(How to complete this task): Quote only the lines from the top of the listing below down to and including the line with "draw the outline of palm".
[Opening Record extracts section]
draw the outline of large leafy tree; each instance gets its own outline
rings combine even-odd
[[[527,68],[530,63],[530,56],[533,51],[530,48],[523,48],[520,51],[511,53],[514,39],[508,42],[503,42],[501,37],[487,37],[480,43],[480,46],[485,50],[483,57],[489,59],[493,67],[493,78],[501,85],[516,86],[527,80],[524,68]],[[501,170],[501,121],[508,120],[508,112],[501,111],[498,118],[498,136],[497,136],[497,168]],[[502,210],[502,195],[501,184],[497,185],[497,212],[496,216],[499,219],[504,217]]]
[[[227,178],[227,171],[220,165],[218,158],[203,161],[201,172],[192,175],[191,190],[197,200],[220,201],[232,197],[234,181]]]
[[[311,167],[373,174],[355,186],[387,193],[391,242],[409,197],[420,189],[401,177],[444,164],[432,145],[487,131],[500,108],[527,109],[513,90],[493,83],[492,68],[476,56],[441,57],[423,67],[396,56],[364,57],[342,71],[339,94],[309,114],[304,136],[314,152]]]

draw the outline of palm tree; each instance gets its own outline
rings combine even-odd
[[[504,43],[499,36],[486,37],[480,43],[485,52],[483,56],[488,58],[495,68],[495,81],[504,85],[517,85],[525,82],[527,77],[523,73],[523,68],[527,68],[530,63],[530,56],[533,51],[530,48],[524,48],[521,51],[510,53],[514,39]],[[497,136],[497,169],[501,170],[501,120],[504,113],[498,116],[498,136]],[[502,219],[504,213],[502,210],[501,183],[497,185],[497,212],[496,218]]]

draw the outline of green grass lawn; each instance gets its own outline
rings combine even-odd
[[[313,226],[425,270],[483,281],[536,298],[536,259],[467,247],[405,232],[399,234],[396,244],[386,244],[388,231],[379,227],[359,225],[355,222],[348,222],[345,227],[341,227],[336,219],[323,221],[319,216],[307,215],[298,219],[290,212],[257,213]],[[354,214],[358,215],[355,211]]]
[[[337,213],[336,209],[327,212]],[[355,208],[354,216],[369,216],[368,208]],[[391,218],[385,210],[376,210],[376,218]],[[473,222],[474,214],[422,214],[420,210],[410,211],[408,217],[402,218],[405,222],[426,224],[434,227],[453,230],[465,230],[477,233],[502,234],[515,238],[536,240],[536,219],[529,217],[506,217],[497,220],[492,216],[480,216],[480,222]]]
[Closing Record extracts section]
(Solved exercise):
draw the outline of large leafy tree; each instance gets its own outline
rings combine even-odd
[[[527,68],[530,63],[530,56],[533,51],[530,48],[523,48],[520,51],[511,53],[514,39],[508,42],[503,42],[501,37],[487,37],[480,43],[480,46],[485,50],[483,57],[489,59],[493,67],[493,78],[501,85],[516,86],[527,80],[524,68]],[[501,170],[501,121],[508,120],[508,112],[501,111],[498,118],[498,136],[497,136],[497,168]],[[502,210],[502,195],[501,184],[497,185],[497,212],[496,216],[499,219],[504,217]]]
[[[227,178],[227,171],[220,165],[218,158],[203,161],[201,172],[192,175],[191,190],[197,200],[220,201],[232,197],[234,181]]]
[[[311,167],[373,174],[355,186],[387,193],[391,242],[409,197],[420,189],[401,177],[444,164],[432,145],[487,131],[500,108],[527,109],[513,90],[493,83],[492,68],[476,56],[441,57],[423,67],[396,56],[364,57],[342,71],[339,94],[309,114],[304,136],[314,152]]]

draw the outline of palm tree; each instance gets its own outline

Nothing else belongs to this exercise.